### WHAT THE TASK REQUIRES
Pick out each line in the entries below that contains the string "asphalt", and copy those lines in their original order.

(Recorded data)
━━━━━━━━

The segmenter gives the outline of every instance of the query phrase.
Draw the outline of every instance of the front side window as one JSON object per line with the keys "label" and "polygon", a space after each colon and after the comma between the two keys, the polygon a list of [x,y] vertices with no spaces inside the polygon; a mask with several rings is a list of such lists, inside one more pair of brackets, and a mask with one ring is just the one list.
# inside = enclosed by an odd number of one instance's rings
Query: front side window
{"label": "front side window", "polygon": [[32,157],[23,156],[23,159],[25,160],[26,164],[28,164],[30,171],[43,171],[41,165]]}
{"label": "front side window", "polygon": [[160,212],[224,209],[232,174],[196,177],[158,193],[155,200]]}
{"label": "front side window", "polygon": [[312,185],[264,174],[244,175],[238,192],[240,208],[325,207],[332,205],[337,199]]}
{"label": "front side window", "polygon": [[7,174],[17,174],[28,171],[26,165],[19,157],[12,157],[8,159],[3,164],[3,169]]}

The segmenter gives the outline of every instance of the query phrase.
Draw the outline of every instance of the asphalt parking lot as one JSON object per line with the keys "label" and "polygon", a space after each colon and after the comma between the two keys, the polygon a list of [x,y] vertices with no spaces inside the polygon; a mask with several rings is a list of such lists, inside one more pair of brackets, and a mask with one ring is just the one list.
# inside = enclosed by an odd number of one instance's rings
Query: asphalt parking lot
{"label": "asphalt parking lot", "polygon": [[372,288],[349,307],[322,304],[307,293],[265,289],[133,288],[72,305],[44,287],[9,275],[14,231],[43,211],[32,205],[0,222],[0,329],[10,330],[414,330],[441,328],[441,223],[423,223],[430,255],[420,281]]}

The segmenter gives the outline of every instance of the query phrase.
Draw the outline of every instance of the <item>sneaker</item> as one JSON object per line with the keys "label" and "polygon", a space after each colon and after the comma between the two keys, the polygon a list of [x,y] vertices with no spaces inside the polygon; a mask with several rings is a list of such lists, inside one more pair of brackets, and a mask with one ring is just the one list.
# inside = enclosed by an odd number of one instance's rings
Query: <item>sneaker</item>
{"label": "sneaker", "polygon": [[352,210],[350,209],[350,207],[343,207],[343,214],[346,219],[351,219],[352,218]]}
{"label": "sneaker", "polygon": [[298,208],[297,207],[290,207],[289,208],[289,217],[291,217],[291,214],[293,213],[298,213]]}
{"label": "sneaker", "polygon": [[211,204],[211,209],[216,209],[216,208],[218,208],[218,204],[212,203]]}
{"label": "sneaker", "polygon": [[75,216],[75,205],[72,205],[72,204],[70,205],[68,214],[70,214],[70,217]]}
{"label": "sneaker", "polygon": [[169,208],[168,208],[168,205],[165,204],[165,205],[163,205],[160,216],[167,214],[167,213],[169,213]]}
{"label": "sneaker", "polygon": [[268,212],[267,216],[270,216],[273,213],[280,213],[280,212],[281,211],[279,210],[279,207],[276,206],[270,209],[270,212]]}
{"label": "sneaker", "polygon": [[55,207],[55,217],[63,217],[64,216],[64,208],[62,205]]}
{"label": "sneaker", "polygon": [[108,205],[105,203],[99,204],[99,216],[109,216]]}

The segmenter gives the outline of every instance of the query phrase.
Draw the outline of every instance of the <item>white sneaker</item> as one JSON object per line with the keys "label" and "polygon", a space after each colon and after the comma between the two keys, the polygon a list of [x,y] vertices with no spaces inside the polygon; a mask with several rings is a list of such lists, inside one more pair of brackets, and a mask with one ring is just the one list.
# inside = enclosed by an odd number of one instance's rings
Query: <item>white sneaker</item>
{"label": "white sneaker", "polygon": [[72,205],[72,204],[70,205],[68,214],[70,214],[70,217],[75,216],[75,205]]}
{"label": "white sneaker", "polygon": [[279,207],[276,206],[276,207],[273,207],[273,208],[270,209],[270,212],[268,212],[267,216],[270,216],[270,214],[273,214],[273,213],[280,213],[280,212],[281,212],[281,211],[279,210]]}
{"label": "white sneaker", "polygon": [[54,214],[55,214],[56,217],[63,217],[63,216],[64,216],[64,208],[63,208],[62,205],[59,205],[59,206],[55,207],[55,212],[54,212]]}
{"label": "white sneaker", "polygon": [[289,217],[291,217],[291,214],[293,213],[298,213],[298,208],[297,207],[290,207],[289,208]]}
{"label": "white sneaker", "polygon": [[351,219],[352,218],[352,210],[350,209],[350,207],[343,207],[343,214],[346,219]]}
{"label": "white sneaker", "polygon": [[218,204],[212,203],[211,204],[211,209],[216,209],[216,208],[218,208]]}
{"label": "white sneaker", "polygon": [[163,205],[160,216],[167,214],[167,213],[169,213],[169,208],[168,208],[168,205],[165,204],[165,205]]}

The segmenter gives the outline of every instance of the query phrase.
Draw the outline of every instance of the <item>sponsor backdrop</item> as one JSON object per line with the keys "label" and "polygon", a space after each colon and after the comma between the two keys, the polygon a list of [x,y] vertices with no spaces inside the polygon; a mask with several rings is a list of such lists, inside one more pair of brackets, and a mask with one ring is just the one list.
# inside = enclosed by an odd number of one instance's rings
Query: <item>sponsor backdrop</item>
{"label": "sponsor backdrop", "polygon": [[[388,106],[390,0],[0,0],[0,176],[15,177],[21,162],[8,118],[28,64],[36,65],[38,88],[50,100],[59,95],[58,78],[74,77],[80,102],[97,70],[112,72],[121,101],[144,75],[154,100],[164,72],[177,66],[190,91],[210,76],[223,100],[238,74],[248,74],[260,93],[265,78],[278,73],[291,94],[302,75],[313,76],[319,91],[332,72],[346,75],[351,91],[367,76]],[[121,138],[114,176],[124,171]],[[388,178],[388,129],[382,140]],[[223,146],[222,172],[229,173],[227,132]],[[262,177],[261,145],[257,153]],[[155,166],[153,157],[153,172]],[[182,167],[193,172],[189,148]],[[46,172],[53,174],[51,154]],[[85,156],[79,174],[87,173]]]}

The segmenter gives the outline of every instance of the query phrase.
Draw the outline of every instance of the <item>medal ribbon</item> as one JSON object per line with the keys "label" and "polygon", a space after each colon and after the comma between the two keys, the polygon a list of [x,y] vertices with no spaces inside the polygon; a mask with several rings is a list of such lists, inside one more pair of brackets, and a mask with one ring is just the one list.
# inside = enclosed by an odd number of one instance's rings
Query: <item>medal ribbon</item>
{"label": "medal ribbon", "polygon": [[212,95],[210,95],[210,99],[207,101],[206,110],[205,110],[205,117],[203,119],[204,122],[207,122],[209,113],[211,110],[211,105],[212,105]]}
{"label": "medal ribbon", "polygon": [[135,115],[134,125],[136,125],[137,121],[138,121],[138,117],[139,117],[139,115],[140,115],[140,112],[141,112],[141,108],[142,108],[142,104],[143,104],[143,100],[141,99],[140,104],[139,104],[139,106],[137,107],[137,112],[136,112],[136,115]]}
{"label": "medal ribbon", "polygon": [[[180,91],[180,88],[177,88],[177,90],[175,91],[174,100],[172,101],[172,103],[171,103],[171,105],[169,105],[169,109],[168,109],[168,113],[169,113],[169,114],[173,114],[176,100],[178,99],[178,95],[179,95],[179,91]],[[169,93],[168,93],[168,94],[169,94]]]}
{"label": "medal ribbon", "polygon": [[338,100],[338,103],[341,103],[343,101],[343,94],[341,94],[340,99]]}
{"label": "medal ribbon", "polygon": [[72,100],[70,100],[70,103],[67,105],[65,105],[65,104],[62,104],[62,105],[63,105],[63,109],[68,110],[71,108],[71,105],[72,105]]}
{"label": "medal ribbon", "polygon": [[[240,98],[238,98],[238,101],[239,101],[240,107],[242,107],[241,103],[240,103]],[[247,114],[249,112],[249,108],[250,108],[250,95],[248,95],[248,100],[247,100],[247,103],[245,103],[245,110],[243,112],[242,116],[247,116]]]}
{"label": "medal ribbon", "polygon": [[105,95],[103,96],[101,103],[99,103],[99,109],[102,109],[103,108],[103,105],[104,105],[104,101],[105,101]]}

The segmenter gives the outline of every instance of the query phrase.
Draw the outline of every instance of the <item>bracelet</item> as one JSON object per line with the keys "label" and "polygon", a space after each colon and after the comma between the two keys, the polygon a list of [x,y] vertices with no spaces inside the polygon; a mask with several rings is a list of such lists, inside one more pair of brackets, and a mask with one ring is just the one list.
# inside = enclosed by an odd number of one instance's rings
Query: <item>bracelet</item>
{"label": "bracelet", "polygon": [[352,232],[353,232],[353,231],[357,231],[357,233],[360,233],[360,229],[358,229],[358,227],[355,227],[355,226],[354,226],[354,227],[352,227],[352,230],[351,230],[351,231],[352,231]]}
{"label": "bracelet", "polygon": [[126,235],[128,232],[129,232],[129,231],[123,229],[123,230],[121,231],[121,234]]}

━━━━━━━━

### EXERCISE SOLUTION
Draw the outline of every instance of the asphalt parking lot as one JSON object per line with the keys "label" and "polygon", a space after each colon and after the comma between the two keys, the polygon a list of [x,y] vertices with no spaces inside the polygon; a mask with several rings is a list of such lists, inside one more pair of brackets, and a mask with one ring is just the one list.
Query: asphalt parking lot
{"label": "asphalt parking lot", "polygon": [[372,288],[349,307],[322,304],[307,293],[265,289],[133,288],[72,305],[44,287],[9,275],[14,231],[43,211],[32,205],[0,222],[0,329],[10,330],[414,330],[441,328],[441,223],[423,223],[430,255],[420,281]]}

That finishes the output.